** Opening GIVEN RECORDS block **
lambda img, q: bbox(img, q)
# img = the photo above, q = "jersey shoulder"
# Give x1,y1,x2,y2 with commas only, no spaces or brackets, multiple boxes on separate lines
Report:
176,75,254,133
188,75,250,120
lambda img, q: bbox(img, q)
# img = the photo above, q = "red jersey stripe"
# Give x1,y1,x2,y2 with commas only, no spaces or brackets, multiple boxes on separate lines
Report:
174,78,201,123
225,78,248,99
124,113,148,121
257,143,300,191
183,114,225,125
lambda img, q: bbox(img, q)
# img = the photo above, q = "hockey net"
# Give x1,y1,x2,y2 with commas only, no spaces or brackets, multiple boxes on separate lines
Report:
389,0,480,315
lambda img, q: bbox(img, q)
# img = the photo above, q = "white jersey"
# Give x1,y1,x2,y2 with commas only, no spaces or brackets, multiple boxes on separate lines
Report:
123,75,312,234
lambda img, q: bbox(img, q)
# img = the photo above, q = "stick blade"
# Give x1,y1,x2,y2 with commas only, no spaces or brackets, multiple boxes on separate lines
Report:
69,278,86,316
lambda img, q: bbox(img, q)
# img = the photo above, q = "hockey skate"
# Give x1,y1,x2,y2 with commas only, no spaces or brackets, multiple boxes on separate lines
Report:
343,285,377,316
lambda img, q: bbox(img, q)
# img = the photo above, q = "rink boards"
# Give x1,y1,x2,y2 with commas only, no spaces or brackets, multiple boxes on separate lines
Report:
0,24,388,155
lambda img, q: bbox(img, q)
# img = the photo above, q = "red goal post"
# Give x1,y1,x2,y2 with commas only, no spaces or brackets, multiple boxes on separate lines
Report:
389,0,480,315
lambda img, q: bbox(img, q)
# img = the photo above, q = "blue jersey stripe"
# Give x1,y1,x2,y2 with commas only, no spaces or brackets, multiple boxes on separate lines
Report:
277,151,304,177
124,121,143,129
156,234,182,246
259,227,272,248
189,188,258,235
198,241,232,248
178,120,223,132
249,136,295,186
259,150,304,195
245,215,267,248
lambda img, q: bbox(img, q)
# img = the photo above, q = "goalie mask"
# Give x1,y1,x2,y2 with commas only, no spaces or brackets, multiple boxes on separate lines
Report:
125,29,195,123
** Closing GIVEN RECORDS block **
**WHAT IS NEEDED:**
All entries given above are to be printed again exactly.

**FINISHED EXERCISE:**
lambda img, q: bbox(img, q)
# img = the photo above, q = "jersey shoulder"
# Give x1,y1,x2,y2 with commas only, no spaces or brackets, multiple boxes on separate lines
Report:
176,75,254,133
188,75,250,120
lambda img, q: bbox(img, q)
# img = the photo above, q = "red jersey stripe"
# Give x1,y1,x2,y2 with commas only, no spaces or brackets, multiple boxes on separate lines
Report:
174,78,201,123
225,78,248,99
124,113,148,121
257,143,300,191
183,114,225,125
lambda img, q: bbox(img, q)
# img = the photo above, q = "hockey net"
# Give x1,y1,x2,y2 with commas only, no spaces or brackets, multiple boxes on separate lines
Report:
389,0,480,315
lambda img, q: bbox(img, q)
# img = the photo above, q = "white jersey"
# Give x1,y1,x2,y2 with commas only, no spaces or brackets, multiple boxes on separate lines
Report:
123,75,312,234
lambda img, q: bbox(img, q)
# img = the photo above, q = "stick blade"
# Give x1,y1,x2,y2 with commas only, no spaces or brackets, multiple boxes on separate lines
Report:
69,278,86,316
lambda img, q: bbox(img, q)
# img = the photo above, q = "hockey skate"
# Give x1,y1,x2,y2 with commas only, no spaces or brackets, multiple boxes on separate lines
Report:
343,285,377,316
lambda img, q: bbox(img, q)
# img = the photo above, q = "rink boards"
# Give x1,y1,x2,y2 with commas only, no spaces or brackets, multiple boxes on separate lines
Report:
0,24,388,155
lambda img, q: bbox(img, q)
# img = the photo above, q = "red goal post"
# Give x1,y1,x2,y2 with commas only, no spaces or brackets, multiple boxes on separate lines
Report:
389,0,480,315
lambda img, q: bbox(img, q)
# img = the photo above, q = "blue jersey stripe"
# Give x1,y1,x2,y2 with commas only, no spaces or brackets, multiple boxes on separate lines
Report:
277,151,304,177
124,121,143,129
156,234,182,246
259,227,272,248
189,188,258,235
198,241,232,248
178,120,223,132
249,136,295,186
259,150,304,195
245,215,267,248
lambda img, q: bbox(img, q)
# img = the photo above, q = "goalie mask"
# Give x1,y1,x2,y2 with commas only, no spaces or brackets, multiple boxes on separate lines
Report:
125,29,195,123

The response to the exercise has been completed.